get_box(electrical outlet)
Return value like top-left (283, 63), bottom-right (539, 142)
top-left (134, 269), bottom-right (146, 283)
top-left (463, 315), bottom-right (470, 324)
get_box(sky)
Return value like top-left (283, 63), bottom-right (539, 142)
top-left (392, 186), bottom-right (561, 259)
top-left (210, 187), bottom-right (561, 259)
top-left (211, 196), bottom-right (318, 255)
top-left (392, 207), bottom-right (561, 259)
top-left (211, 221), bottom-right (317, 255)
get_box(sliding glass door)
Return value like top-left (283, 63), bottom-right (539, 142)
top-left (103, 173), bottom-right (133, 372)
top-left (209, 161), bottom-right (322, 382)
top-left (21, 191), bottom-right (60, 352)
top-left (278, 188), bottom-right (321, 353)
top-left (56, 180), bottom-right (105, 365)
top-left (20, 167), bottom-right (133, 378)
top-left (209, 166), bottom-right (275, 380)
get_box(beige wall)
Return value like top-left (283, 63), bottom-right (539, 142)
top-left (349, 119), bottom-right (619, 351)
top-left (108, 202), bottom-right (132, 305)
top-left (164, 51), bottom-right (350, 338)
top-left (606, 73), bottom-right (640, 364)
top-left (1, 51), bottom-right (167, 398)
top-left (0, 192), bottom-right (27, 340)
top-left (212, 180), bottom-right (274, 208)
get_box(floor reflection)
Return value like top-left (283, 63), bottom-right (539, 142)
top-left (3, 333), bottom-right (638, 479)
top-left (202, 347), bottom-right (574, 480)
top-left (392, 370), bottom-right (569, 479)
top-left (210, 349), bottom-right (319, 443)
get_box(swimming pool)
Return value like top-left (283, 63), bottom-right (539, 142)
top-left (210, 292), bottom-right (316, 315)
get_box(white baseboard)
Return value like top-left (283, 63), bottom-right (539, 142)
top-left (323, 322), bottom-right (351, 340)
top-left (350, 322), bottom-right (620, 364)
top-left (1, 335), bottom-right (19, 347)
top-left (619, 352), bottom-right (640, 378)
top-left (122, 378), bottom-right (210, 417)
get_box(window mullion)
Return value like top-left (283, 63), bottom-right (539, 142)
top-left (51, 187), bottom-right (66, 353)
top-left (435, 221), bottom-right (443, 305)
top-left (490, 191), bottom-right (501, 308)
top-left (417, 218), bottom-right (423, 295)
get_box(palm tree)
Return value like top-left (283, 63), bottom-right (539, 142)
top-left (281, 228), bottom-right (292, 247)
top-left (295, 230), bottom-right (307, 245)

*Exercise aim*
Look above for the line holding "get_box(sky)", then set down exactly that line and every line after it up to and including the line holding "get_box(floor reflection)", with nothing else.

*Exercise result*
get_box(sky)
Return value like top-left (283, 63), bottom-right (539, 142)
top-left (392, 186), bottom-right (561, 259)
top-left (210, 187), bottom-right (561, 259)
top-left (211, 196), bottom-right (318, 255)
top-left (392, 207), bottom-right (561, 259)
top-left (211, 221), bottom-right (317, 255)
get_box(sliding glass door)
Return value like top-left (283, 63), bottom-right (539, 142)
top-left (103, 173), bottom-right (133, 372)
top-left (209, 161), bottom-right (322, 382)
top-left (21, 191), bottom-right (60, 352)
top-left (278, 188), bottom-right (321, 353)
top-left (56, 180), bottom-right (105, 365)
top-left (20, 167), bottom-right (133, 378)
top-left (209, 166), bottom-right (275, 380)
get_box(beige wall)
Return value like top-left (283, 63), bottom-right (539, 142)
top-left (349, 119), bottom-right (619, 351)
top-left (108, 202), bottom-right (132, 305)
top-left (164, 51), bottom-right (350, 338)
top-left (606, 73), bottom-right (640, 364)
top-left (1, 51), bottom-right (167, 398)
top-left (0, 192), bottom-right (27, 340)
top-left (212, 180), bottom-right (274, 208)
get_box(floor reflection)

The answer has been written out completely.